[[ Excerpted records, beginning ]]

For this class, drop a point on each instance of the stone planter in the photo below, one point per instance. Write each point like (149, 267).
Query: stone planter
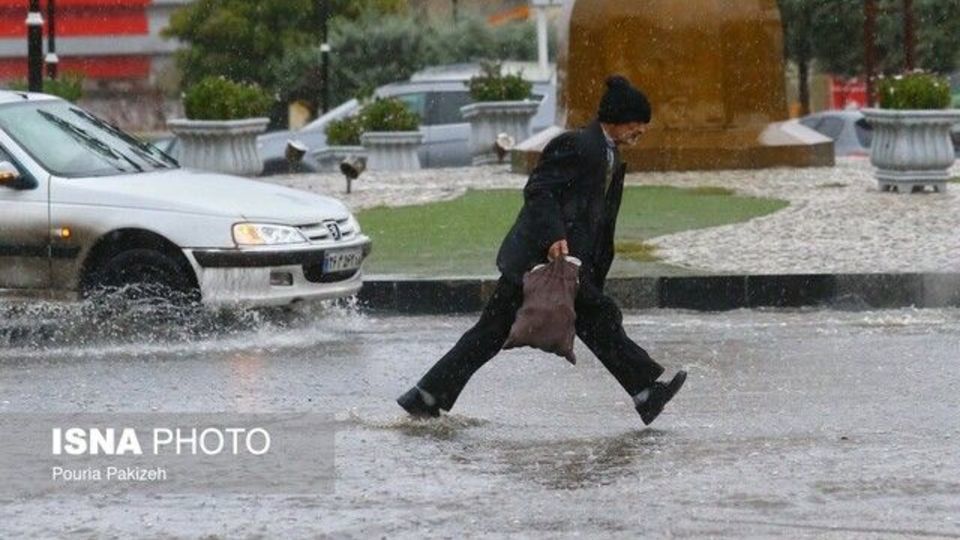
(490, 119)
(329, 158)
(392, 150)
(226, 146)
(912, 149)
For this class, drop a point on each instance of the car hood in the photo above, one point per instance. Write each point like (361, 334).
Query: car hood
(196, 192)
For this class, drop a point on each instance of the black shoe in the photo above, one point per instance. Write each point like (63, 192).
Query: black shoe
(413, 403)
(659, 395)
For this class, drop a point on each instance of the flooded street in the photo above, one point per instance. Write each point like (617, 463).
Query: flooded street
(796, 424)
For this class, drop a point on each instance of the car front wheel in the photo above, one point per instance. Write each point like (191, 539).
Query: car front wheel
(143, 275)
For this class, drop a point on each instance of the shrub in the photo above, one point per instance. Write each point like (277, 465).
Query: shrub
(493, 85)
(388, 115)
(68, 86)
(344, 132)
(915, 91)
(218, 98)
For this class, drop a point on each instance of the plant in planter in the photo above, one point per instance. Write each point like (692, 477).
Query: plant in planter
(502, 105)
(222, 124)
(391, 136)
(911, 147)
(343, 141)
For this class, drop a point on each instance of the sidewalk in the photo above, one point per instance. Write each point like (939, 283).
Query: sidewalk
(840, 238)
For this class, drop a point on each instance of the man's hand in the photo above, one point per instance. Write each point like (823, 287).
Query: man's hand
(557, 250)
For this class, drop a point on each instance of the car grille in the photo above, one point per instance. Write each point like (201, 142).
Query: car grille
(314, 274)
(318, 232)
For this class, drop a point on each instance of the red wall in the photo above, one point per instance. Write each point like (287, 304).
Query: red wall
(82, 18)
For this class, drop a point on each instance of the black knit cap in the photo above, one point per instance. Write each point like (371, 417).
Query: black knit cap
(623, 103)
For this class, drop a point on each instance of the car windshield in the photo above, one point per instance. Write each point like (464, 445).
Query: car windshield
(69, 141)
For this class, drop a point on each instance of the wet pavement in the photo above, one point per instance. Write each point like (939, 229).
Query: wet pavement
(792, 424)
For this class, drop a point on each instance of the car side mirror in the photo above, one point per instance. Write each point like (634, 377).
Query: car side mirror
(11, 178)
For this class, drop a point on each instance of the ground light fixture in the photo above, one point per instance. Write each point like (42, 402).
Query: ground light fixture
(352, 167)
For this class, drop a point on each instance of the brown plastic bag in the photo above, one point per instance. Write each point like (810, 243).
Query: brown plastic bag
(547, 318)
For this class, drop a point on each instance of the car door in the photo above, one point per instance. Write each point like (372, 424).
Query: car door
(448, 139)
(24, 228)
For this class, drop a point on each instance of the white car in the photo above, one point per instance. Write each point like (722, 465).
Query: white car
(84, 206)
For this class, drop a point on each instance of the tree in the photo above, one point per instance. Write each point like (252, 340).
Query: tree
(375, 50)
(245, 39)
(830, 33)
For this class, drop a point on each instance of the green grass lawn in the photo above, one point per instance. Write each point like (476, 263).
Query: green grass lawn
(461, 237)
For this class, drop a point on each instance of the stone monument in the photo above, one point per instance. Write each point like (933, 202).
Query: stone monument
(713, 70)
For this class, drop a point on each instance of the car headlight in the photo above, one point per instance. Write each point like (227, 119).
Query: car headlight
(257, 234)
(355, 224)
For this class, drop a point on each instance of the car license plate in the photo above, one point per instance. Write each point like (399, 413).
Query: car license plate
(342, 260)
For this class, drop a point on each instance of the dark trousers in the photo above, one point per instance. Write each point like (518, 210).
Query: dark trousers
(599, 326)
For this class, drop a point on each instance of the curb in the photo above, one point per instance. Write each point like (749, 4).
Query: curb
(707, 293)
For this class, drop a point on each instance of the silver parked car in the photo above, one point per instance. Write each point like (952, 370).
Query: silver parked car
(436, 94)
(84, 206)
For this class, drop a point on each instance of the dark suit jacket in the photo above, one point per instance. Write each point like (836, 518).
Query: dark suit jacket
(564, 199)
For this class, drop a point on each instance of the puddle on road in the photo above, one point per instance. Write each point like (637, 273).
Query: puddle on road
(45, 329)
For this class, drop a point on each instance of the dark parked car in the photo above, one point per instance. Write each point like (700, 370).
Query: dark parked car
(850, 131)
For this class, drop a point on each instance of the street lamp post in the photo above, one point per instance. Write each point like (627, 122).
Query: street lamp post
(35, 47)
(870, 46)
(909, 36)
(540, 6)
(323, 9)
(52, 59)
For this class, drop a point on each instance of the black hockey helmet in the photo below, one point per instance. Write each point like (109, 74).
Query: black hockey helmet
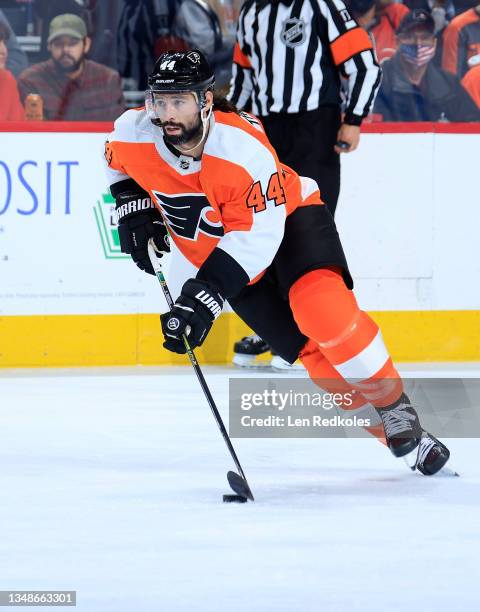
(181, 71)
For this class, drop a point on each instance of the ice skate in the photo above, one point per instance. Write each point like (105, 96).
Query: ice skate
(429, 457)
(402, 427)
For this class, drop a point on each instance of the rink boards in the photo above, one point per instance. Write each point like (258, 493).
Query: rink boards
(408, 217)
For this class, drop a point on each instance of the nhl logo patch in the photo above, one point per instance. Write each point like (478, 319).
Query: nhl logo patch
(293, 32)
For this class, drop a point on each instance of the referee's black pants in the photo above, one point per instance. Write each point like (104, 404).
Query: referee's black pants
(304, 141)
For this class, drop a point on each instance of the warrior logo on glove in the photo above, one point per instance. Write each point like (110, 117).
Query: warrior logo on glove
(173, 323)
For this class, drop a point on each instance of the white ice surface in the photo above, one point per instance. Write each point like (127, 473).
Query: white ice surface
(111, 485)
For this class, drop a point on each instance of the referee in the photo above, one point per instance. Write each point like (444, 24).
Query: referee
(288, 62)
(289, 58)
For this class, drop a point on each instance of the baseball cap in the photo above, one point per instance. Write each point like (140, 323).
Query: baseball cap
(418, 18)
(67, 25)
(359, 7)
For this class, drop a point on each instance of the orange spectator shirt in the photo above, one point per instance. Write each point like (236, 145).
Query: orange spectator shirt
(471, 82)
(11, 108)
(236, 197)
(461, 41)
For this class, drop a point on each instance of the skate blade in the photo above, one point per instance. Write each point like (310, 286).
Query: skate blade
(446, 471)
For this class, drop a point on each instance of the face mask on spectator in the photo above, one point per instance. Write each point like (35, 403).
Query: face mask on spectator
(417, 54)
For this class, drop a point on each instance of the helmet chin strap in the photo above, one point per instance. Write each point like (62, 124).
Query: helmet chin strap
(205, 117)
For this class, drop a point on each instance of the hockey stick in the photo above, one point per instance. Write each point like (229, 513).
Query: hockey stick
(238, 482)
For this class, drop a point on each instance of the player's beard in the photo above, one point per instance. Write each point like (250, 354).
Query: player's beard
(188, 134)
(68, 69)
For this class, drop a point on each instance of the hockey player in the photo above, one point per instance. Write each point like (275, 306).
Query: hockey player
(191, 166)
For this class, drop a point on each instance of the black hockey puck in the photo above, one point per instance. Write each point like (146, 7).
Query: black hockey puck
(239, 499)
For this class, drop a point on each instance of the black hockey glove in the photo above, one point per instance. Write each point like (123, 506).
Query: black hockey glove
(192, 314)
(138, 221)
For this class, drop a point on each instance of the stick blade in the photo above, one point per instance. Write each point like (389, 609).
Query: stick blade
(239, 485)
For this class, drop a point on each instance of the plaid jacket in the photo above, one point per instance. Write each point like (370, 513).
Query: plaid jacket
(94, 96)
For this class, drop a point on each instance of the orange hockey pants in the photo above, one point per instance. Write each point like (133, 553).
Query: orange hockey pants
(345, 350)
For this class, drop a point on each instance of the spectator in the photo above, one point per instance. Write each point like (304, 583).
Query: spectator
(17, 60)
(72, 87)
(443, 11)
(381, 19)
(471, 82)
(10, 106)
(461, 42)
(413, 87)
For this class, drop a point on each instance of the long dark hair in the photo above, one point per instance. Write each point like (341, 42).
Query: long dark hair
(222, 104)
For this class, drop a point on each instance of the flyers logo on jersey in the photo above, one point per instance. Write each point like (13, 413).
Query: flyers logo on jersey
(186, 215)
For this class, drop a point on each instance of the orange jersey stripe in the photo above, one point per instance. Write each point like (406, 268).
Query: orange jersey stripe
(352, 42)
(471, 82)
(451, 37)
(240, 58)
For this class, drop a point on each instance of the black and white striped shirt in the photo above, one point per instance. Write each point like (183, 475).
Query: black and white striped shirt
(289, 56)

[[ Excerpted records, end ]]
[[ Excerpted records, beginning ]]

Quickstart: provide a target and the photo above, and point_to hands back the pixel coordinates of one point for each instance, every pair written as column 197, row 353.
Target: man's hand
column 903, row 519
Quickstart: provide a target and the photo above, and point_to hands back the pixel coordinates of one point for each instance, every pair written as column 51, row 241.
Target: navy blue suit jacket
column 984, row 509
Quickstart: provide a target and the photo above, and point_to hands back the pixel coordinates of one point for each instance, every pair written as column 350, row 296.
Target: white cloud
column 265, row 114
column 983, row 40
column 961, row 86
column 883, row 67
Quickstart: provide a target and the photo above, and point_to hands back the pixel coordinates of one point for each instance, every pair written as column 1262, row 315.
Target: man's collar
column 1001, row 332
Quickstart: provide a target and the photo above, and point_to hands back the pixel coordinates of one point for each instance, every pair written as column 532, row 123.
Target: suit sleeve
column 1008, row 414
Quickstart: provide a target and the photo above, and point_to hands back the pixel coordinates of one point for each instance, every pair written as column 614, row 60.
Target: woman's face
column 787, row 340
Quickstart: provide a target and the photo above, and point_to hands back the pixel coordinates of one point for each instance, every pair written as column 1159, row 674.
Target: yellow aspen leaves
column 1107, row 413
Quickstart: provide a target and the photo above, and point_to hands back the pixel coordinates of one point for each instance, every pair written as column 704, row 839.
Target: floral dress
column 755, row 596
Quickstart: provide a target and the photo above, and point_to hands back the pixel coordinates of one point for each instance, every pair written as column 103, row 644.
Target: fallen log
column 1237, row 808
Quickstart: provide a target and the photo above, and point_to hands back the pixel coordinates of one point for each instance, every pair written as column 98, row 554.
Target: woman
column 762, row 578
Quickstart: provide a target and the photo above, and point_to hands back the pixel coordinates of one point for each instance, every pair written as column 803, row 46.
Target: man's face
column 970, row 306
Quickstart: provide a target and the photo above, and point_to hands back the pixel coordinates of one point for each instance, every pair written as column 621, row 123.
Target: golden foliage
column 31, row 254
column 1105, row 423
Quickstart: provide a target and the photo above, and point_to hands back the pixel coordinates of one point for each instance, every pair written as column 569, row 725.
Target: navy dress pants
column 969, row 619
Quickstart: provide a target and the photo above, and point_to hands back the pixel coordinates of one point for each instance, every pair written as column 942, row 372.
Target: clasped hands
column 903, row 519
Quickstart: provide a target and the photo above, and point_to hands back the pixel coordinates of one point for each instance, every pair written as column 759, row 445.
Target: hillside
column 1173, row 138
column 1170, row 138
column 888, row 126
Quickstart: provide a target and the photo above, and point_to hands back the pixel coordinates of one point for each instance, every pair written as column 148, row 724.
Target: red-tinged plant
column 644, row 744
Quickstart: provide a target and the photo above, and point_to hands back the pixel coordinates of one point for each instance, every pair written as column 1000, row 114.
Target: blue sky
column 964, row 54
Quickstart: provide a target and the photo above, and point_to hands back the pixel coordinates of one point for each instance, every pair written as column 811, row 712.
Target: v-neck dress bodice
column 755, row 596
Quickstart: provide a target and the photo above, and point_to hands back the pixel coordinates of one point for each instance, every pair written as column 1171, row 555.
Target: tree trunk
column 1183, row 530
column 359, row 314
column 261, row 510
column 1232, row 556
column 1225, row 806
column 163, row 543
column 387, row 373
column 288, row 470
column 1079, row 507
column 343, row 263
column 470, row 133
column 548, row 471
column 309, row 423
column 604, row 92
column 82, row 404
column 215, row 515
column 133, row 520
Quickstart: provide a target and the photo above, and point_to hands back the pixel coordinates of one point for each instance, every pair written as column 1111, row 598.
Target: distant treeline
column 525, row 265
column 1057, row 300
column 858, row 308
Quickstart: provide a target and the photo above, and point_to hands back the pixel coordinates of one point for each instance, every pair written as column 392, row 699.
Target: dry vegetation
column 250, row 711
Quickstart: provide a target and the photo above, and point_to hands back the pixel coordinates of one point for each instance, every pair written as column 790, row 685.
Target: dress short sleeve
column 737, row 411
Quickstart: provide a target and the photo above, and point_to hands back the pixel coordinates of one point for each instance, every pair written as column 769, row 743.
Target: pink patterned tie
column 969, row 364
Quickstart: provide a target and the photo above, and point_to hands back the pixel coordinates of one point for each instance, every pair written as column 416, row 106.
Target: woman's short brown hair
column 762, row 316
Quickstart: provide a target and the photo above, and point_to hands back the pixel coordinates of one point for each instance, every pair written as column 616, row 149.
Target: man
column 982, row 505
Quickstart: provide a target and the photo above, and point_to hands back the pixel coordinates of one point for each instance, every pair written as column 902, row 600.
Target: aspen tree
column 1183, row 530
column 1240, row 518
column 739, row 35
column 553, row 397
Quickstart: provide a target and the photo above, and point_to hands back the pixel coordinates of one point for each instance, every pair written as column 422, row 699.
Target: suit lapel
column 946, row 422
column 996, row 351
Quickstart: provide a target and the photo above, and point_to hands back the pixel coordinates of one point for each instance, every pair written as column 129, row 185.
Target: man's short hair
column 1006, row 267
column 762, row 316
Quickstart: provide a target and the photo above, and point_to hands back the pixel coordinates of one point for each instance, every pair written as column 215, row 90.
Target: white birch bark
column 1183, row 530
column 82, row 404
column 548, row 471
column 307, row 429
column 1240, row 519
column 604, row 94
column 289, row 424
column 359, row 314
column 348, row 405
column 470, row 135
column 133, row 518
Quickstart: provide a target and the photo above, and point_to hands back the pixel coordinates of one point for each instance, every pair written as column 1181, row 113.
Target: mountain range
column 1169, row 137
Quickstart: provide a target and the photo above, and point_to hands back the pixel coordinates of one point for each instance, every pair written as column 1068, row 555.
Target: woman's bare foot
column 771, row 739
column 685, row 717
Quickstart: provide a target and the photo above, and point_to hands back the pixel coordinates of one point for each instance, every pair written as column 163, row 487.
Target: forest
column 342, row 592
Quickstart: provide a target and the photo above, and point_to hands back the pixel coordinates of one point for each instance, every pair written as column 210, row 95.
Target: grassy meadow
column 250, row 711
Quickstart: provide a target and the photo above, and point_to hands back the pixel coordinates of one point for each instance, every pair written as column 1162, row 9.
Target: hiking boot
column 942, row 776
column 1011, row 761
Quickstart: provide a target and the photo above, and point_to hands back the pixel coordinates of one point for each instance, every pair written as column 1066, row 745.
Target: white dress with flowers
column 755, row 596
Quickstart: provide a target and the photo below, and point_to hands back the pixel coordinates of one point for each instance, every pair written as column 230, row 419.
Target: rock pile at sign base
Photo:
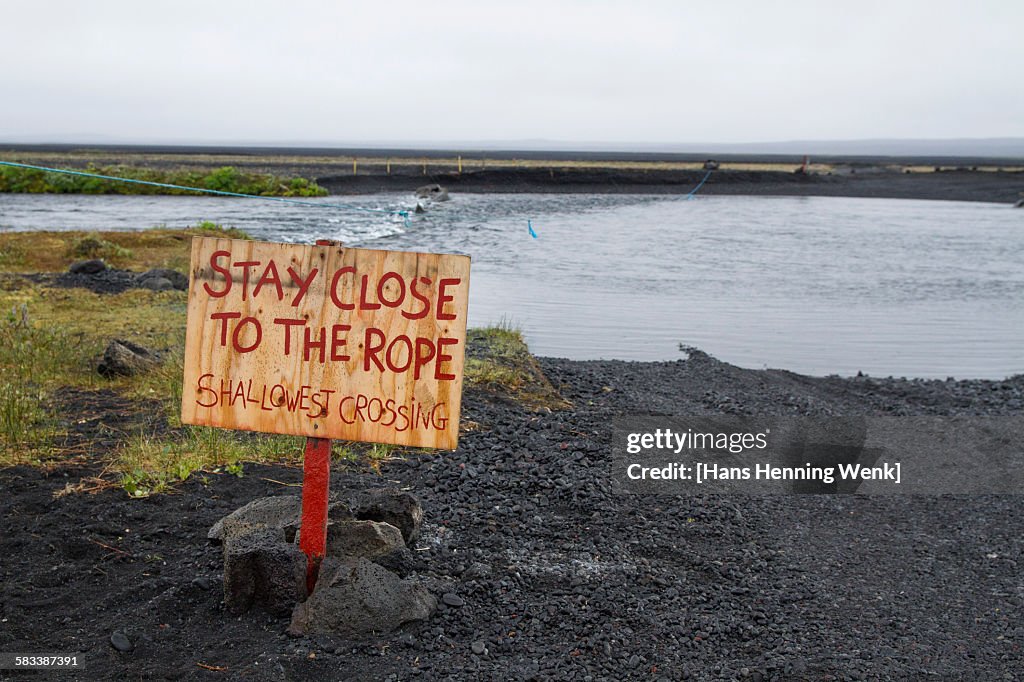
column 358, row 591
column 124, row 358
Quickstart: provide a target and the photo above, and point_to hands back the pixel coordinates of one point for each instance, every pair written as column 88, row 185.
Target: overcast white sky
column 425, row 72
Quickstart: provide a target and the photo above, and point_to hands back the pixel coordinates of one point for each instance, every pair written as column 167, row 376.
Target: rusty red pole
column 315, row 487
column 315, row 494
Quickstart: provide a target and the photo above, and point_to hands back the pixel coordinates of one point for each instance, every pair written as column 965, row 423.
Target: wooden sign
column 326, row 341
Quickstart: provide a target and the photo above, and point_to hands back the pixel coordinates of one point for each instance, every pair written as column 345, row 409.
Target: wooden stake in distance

[[ Excerpted records, end ]]

What lines above hold the word "below"? Pull each one out.

For this class, drop a point on each instance of the stone planter in the photo below, one point per instance. Write each point like (149, 267).
For this class, drop a point on each instance of the black hockey helmet in the photo below, one point per instance. Write each point like (109, 74).
Quickstart: provide a target and the photo below, and point_to hands back the pixel coordinates of one point for each instance, every pair written as column 230, row 419.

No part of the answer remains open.